_TEXTE FOURNI_
Jusqu’ou ira le président américain Donald Trump pour tenter de rattraper son retard dans les sondages en vue de la présidentielle du 3 novembre 2020 ? On peut raisonnablement se poser la question, aux vues des dernières déclarations faites par le locataire de la Maison Blanche, visiblement prêt à tout pour glaner de nouvelles voies sans autre vision que les élections elles-mêmes. Ainsi, après avoir jouer la carte de l’Amérique blanche conservatrice en n’hésitant pas à flirter avec des positions ouvertement racistes, voilà qu’il s’en prend directement aux officiers généraux du Pentagone, en les accusant de subornation aux grandes entreprises de Défense US, et de mener des guerres aux seuls profits de celles-ci.
Donald Trump pense ainsi répondre à la polémique croissante le concernant suite à la publication d’un article par le quotidien « The Atlantic » révélant que le président américain avait à plusieurs reprises déclaré que les soldats américains morts au combat, ou fait prisonniers, étaient en fait des « Perdants » et les qualifiants de « Suckers » (à vous de trouver la traduction qui convient le mieux à cette insulte), créant un vaste mouvement d’indignation de la part des militaires américains. De fait, perdu pour perdu, Donald Trump tente de surfer sur l’ensemble des adeptes de la théorie du complexe militaro-industriel, et qui se referent à la mise en garde du président Eisenhower lors de sa dernière allocution en temps que président.
Il faut noter que le Président Eisenhower n’avait jamais commis l’erreur de mettre en cause les officiers généraux du Pentagone et des Armées américaines, et ce en dépit d’une légitimité sur le sujet que le président américain actuel est loin de détenir, et surtout d’un contexte bien plus problématique, avec par exemple le général de l’US Air Force Curtiss Lemay, commandant le Stratégic Air Command, qui exprimait régulièrement des positions en totale contradiction avec les positions présidentielles. Eisenhower savait, en effet, qu’il était indispensable de maintenir un lien fort et indéfectible entre l’opinion publique et les armées américaines, en cette période de guerre froide et de courses aux armements.
Cette notion stratégique a visiblement totalement échappé au président américain, en dépit d’un contexte internationale qui se rapproche chaque jour davantage de celui qui avait cours dans les années 50. Les tensions croissantes avec Pékin, liées en partie aux tentatives du président américain d’imposer sa volonté à son principal créancier, mais également avec le Venezuela qui prévoit d’acquérir des missiles balistiques russes ou chinois, avec la Corée du Nord dont le dirigeant refuse désormais de rencontrer Donald Trump, ainsi que les relations de plus en plus tendues entre l’OTAN et la Russie, sont autant de crises qui menacent potentiellement la paix mondiale, et qui engendrent un contexte sécuritaire global très dégradé.

Lignes d'un jeu d'étiquetage par points
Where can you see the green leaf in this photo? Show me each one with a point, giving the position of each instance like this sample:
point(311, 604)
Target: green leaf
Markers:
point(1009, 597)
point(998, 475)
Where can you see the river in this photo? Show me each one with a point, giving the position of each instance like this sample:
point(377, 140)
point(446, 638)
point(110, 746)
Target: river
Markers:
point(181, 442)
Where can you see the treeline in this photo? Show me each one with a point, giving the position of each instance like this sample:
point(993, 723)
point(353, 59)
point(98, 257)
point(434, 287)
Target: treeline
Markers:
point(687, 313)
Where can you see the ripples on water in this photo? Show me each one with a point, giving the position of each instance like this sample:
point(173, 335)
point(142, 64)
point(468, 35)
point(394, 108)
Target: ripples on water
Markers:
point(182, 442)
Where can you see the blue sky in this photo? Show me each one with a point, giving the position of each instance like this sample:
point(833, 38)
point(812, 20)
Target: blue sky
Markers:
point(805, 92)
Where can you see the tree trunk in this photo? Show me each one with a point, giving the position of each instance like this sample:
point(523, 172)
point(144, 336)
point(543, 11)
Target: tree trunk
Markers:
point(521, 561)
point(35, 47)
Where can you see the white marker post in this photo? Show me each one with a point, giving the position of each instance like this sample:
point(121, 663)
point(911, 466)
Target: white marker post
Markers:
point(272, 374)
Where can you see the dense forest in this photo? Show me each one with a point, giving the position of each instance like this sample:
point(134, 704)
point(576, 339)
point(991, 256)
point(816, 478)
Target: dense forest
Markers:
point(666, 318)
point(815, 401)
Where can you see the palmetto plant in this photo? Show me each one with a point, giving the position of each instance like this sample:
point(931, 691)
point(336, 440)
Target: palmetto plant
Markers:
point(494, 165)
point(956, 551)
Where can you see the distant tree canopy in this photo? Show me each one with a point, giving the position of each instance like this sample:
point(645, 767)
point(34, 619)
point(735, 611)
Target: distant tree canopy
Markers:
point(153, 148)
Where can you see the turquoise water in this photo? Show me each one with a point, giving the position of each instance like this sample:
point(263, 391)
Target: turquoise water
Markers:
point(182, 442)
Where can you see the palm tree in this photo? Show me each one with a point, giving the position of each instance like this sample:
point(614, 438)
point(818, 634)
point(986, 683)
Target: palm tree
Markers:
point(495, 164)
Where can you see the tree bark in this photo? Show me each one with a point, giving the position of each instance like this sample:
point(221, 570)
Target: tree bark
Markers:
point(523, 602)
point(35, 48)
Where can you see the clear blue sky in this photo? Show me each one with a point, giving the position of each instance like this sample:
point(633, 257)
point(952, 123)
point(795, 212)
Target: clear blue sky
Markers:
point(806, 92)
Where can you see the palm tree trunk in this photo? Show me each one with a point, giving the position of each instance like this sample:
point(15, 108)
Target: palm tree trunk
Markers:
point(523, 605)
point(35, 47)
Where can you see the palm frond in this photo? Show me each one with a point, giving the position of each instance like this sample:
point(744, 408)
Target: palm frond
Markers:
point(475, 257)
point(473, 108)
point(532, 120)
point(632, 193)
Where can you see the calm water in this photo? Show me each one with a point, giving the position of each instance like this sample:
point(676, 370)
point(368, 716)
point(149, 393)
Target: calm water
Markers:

_OBJECTIF DE LA TÂCHE_
Relevez tous les noms de personnes qui apparaissent dans le texte sur Donald Trump et les généraux du Pentagone. Ces lignes viennent d'une autre source que le texte.

_CORRIGÉ_
Donald Trump, Eisenhower, Curtiss Lemay